Stored dataset items
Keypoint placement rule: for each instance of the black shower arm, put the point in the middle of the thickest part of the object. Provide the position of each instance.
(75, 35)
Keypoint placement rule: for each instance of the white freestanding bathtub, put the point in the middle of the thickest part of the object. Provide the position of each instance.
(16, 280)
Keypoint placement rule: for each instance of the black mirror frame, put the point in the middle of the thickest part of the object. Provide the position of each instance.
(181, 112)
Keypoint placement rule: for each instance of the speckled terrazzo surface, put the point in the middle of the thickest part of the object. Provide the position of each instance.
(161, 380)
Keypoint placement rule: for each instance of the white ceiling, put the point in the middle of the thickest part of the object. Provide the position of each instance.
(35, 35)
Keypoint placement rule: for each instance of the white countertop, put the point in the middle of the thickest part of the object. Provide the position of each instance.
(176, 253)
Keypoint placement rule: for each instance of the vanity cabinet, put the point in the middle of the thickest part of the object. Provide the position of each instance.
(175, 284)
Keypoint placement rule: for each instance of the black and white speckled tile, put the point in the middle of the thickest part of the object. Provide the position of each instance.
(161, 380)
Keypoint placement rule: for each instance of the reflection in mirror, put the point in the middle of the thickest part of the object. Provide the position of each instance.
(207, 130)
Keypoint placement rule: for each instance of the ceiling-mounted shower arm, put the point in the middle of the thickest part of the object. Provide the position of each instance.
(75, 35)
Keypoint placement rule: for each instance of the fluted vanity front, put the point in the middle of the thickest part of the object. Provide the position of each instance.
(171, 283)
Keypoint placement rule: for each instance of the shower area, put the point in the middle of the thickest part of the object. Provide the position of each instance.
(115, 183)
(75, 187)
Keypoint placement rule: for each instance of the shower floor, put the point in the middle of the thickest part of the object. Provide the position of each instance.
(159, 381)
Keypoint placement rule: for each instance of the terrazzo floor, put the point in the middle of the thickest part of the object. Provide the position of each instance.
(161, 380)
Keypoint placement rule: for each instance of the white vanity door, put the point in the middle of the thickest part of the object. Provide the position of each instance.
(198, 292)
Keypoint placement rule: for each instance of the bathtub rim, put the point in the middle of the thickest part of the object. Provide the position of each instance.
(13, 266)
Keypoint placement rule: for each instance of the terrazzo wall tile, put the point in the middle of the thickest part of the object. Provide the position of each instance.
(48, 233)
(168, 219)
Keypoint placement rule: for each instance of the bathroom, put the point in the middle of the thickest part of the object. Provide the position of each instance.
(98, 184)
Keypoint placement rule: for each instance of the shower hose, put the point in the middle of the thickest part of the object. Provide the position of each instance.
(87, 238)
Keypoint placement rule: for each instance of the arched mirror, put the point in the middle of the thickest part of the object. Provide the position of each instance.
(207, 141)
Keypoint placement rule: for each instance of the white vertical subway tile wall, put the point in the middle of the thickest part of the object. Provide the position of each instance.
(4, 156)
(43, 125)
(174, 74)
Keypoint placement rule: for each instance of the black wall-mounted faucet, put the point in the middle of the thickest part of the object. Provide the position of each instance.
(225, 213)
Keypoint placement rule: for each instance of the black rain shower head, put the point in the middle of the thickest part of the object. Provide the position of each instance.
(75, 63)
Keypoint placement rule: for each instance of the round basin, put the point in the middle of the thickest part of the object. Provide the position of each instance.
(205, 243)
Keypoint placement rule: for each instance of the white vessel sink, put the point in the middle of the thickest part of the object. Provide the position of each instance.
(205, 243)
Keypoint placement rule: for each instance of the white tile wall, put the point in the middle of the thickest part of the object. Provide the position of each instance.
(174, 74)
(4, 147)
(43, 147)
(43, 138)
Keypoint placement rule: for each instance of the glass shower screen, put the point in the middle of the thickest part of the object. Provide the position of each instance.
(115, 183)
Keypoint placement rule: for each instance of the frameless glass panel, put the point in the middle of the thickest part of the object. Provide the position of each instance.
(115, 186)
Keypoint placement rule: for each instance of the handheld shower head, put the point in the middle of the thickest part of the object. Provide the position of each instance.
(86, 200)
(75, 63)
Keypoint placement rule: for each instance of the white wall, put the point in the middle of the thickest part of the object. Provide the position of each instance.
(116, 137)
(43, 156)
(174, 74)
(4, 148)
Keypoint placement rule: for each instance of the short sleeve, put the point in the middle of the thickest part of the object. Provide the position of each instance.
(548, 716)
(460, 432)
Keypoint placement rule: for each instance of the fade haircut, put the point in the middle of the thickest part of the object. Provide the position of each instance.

TASK OBJECTIVE —
Give back each line above exactly as written.

RESPONSE —
Keypoint placement rule: for each instance of the black shower arm, put the point in the middle of the thickest part of the object. Provide the position of each instance.
(75, 35)
Keypoint placement rule: for each instance of the white freestanding bathtub, put the point in the middle of the thickest part of the object. Provide the position of each instance.
(16, 280)
Keypoint placement rule: for each instance of the black mirror frame, put the point in the middle of the thickest part of the object. Provide the position of each instance.
(181, 112)
Keypoint placement rule: for each instance of the speckled terrazzo surface, put the point in the middle of the thickest part of the object. Provide the position of each instance.
(161, 380)
Keypoint placement rule: for each instance of the white ceiling, put the point in the middle of the thickest part of the object. Provide the position of each instance.
(35, 35)
Keypoint placement rule: for each instance of the white countertop, put the point in the middle of the thickest part of the object. Provide the position of each instance.
(176, 253)
Keypoint placement rule: for each instance of the vanity cabinet, put the point in the middle of the thickest part of the object. Provide the position of each instance.
(175, 284)
Keypoint placement rule: for each instance of the black and white speckled tile, put the point in the middle of the thickest part of the object. Provide the position of each instance.
(161, 380)
Keypoint placement rule: for each instance of the reflection in mirror, put the point in the middle of the thickest part of the object. Provide the position of each instance.
(207, 130)
Keypoint placement rule: for each instance of the ceiling-mounted shower arm, put the point in the middle of the thickest part of the object. Provide the position of each instance.
(75, 35)
Keypoint placement rule: for each instance of the fluted vanity front, put the point in the middle of the thickest part of the object. Provide the position of each instance.
(171, 283)
Keypoint placement rule: for each instance of the shower area, put the point in the middle of the thickest part of the object. Provide the position of each instance.
(115, 183)
(75, 187)
Keypoint placement rule: for each instance of the shower floor, put the point in the middle of the thickest part of the object. Provide the position of each instance.
(159, 381)
Keypoint placement rule: for each instance of the terrazzo floor, put the point in the middle of the thickest part of the object. Provide the position of each instance.
(161, 380)
Keypoint placement rule: for each instance of the white vanity door, put the point in the middle of the thickest part of the object. Provide the position of each instance.
(198, 292)
Keypoint placement rule: for each instance of the bathtub rim, put the point in the middle of the thickest part of the object. Provide the position of each instance.
(13, 266)
Keypoint placement rule: for each instance of the terrazzo wall tile, put the point in the middle of the thickest part of the object. Provide the position of each instance.
(48, 233)
(168, 219)
Keypoint placement rule: for each instance of the bathroom, put the point in the middle of the thickest part of the object. Provide the position of each instance.
(98, 184)
Keypoint placement rule: for each instance of the shower hose, put the point in the middle of the thickest part of the object. Provide the position of each instance.
(87, 238)
Keypoint placement rule: for each instance of the arched mirror, put the point in the middle of the thickest part of the object. Provide the position of each instance.
(207, 141)
Keypoint placement rule: for each instance of the white vertical subway tile wall, put the point in the middle of the thickest part of the object. Provide the position of each instance.
(4, 156)
(43, 125)
(174, 74)
Keypoint placement rule: for each instance of the black wall-mounted faucet, put the point in the middle of the thickest part of the object. Provide the position of each instance.
(225, 213)
Keypoint placement rule: for each instance of the black rain shower head, put the point in the middle of the thickest part of the object. Provide the position of each instance.
(75, 63)
Keypoint placement rule: for each instance of the round basin, put the point in the middle of the thickest part of the object. Provide the position of each instance.
(205, 243)
Keypoint placement rule: for each instance of the white vessel sink, put the point in the middle of the thickest part of the object. Provide the position of each instance.
(205, 243)
Keypoint placement rule: for each instance of the white tile wall, put the point in the middle of the thickest part of the object. Provide the position of each instance.
(174, 74)
(4, 147)
(43, 147)
(43, 138)
Keypoint placement rule: for each instance of the glass shower screen, put the point in the middle of the thickest part of the object. Provide the position of each instance.
(115, 183)
Keypoint placement rule: for each instance of the frameless glass panel, put the point in the middle of the thickest part of the object. Provide the position of each instance.
(115, 186)
Keypoint placement rule: for each instance of the handheld shower head, put the point in the middle of the thickest part of the object. Provide the position of each instance.
(86, 200)
(75, 63)
Keypoint placement rule: for each instance of the white wall, put the point in the middle of the thickest part of the object. Provide the position of each instance.
(116, 137)
(43, 156)
(174, 74)
(4, 148)
Keypoint placement rule: for each instance of the short sleeve, put the point in the middle of the thickest part of the object. Provide the position of each instance.
(548, 716)
(460, 432)
Keypoint placement rule: for each instance of the fade haircut, put the point in the middle of the thickest part of the object. Provide the position of each instance.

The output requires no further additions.